◆ **Exercise instructions**: Transcribe the records that follow in their entirety, omitting any pictures.

◆ **Given information**:

******************************

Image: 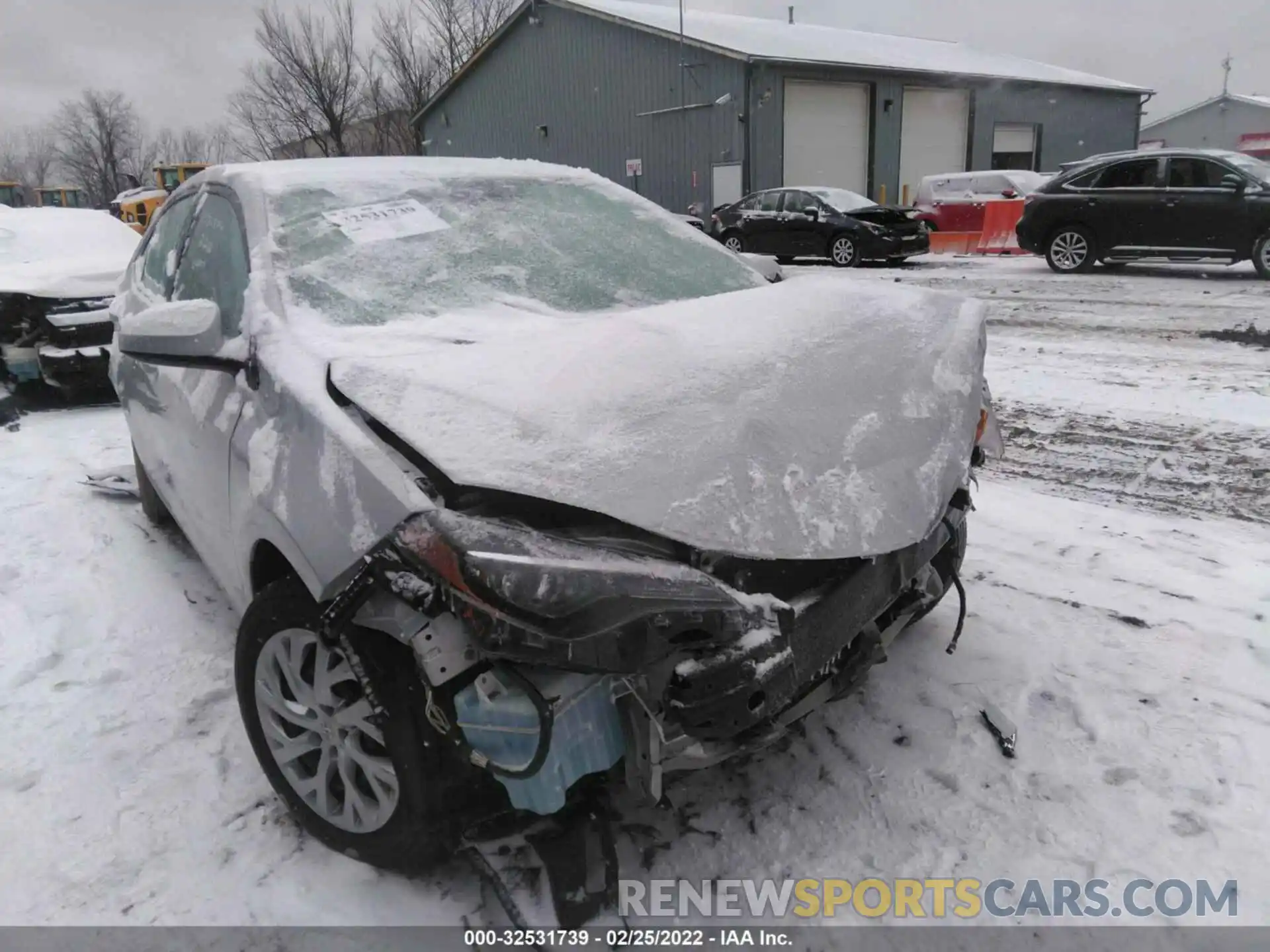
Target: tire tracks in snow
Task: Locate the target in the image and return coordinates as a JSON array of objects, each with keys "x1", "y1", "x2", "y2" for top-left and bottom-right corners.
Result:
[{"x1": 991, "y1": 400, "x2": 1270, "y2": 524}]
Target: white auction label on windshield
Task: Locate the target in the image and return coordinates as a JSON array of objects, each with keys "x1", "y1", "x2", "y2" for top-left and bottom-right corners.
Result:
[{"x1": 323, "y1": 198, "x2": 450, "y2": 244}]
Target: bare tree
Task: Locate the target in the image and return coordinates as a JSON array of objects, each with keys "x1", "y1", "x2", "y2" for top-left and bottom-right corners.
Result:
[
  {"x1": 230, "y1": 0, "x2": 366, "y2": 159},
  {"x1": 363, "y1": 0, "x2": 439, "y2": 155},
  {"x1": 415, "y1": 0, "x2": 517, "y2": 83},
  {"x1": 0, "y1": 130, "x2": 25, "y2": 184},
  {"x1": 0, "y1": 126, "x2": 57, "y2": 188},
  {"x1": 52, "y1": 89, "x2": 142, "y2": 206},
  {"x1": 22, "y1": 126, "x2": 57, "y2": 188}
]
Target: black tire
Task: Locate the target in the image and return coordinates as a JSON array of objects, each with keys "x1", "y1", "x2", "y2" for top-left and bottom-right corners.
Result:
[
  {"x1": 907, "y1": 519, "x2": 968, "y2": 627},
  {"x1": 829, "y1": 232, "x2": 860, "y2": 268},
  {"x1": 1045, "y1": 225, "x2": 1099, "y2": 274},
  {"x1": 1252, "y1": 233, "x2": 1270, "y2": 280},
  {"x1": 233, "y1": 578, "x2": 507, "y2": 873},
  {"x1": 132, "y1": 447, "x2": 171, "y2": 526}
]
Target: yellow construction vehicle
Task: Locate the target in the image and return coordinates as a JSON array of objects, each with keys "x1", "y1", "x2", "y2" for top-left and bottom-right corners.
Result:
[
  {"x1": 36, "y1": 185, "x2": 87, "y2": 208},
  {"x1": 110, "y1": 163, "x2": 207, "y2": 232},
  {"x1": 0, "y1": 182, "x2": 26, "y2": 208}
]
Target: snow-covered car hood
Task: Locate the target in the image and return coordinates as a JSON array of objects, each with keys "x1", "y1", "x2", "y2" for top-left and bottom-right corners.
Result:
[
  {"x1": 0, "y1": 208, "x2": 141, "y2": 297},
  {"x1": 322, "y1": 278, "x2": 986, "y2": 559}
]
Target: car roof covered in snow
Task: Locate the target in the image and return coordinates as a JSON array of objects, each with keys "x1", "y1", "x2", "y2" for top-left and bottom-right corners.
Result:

******************************

◆ **Correct response**:
Image: 
Target: tire tracks in snow
Task: Locate the target in the image and return coordinates as a JSON array of objects, each with keys "x1", "y1", "x2", "y2" for top-left and bottom-right corners.
Result:
[{"x1": 991, "y1": 400, "x2": 1270, "y2": 524}]
Target: white auction label on windshield
Task: Locate the target in the image and return coordinates as a JSON array of objects, each with keys "x1", "y1", "x2", "y2" for top-left and bottom-right corners.
Result:
[{"x1": 323, "y1": 198, "x2": 450, "y2": 244}]
Target: bare tree
Task: Locate the target in the image and return coordinates as a JSON array of objects, each with keys "x1", "y1", "x2", "y2" for top-left and bottom-right corners.
Result:
[
  {"x1": 230, "y1": 0, "x2": 366, "y2": 159},
  {"x1": 363, "y1": 0, "x2": 439, "y2": 155},
  {"x1": 415, "y1": 0, "x2": 517, "y2": 83},
  {"x1": 0, "y1": 130, "x2": 25, "y2": 184},
  {"x1": 0, "y1": 126, "x2": 57, "y2": 188},
  {"x1": 52, "y1": 89, "x2": 142, "y2": 206},
  {"x1": 22, "y1": 126, "x2": 57, "y2": 188}
]
Target: black tire
Task: Locate the target in the image and return coordinates as a JSON array of objects, each with keys "x1", "y1", "x2", "y2" for top-left and bottom-right corners.
Result:
[
  {"x1": 907, "y1": 519, "x2": 968, "y2": 627},
  {"x1": 829, "y1": 232, "x2": 860, "y2": 268},
  {"x1": 1045, "y1": 225, "x2": 1099, "y2": 274},
  {"x1": 1252, "y1": 233, "x2": 1270, "y2": 280},
  {"x1": 233, "y1": 578, "x2": 507, "y2": 873},
  {"x1": 132, "y1": 447, "x2": 171, "y2": 526}
]
Target: yellow construction vehicle
Task: Locate the target in the image and return coordinates as a JSON array of objects, each with keys "x1", "y1", "x2", "y2" for top-left and bottom-right corners.
Result:
[
  {"x1": 36, "y1": 185, "x2": 87, "y2": 208},
  {"x1": 110, "y1": 163, "x2": 207, "y2": 232},
  {"x1": 0, "y1": 182, "x2": 26, "y2": 208}
]
Target: snow-covered car hood
Task: Locate the target in the image and return coordinates as a JSON array of objects, each with keys "x1", "y1", "x2", "y2" for top-left and bottom-right corners.
Result:
[
  {"x1": 0, "y1": 208, "x2": 141, "y2": 297},
  {"x1": 322, "y1": 278, "x2": 986, "y2": 559}
]
Target: car roof covered in snow
Task: Locate the target in the image and return coordinates as a JSON array of objects, each with keys "x1", "y1", "x2", "y2" for top-left and bottom-right corners.
Result:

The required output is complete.